OBJECTIVE: Copy out every one of the following lines without changing a single character.

EXERCISE INPUTS:
★ ★ ★

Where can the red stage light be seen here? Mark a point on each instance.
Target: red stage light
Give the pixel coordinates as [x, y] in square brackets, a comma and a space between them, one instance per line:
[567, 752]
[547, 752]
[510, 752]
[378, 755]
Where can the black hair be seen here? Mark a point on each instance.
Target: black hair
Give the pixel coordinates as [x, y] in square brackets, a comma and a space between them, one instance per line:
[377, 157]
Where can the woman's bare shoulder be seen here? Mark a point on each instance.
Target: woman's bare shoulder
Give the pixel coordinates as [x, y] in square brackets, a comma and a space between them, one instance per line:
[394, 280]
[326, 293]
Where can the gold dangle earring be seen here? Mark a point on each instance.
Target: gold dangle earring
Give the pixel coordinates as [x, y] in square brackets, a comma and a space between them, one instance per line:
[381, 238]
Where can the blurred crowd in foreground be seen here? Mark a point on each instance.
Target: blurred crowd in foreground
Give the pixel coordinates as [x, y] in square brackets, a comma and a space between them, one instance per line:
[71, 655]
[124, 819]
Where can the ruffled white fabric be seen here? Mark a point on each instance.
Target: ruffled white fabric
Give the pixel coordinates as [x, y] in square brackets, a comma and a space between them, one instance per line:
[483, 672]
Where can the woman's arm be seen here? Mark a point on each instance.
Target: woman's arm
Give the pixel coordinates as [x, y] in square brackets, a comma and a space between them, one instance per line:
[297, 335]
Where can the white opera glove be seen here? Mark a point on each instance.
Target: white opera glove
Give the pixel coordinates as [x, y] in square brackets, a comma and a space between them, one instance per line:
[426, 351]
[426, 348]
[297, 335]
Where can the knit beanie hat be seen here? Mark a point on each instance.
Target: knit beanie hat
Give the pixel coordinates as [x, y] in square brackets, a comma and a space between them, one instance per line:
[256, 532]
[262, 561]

★ ★ ★

ANSWER TO THIS TASK:
Where can the red stage light be seen here? Mark a point on each instance.
Target: red stage light
Give the pixel coordinates as [x, y] in square brackets, a comma and a space between them, one instance per line:
[567, 752]
[547, 752]
[510, 752]
[378, 755]
Where can the black hair be seen here? Mark a point on each instance.
Target: black hair
Give the pixel coordinates as [x, y] in square brackets, a comma and a space between them, one instance per line:
[377, 157]
Where can the woman's bare shoulder be seen here? Mark a point on each instance.
Target: woman's bare shoulder
Give the pixel coordinates as [x, y] in square brackets, a comma and a space between them, one instance per line:
[394, 280]
[326, 293]
Where can the gold dangle earring be seen here? Mark a point on each instance.
Target: gold dangle earring
Give the pixel coordinates as [x, y] in square brackets, a comma and a space between them, one instance per line:
[381, 238]
Where can the blurred crowd in foreground be seen here? Mark a point on each instance.
Target: blurred crowd in foreground
Give the pixel coordinates as [x, y] in square brackets, a comma and a space between them, one instance per line:
[71, 655]
[124, 819]
Where can the ruffled white fabric be seen here? Mark a point on each instance.
Target: ruffled white fabric
Give the pixel coordinates as [x, y] in square brackets, a comma and a space between them, one instance per line:
[483, 672]
Where can the woman's arm be seen here? Mark a point on each instance.
Target: woman's arm
Give the pixel coordinates as [x, y] in square brackets, a comma and a space between them, one instance per line:
[297, 335]
Where can the white opera glove be seen here? Mark a point on each instance.
Target: white opera glove
Give the pixel coordinates as [x, y] in square brackets, a comma and a space between them, one instance per line:
[426, 351]
[426, 348]
[297, 335]
Where can the knit beanie hat be seen here? Mark a point on each instance.
Target: knit beanie hat
Give the pixel coordinates as [x, y] in square brackets, a comma and a space between them, one instance per line:
[256, 532]
[262, 561]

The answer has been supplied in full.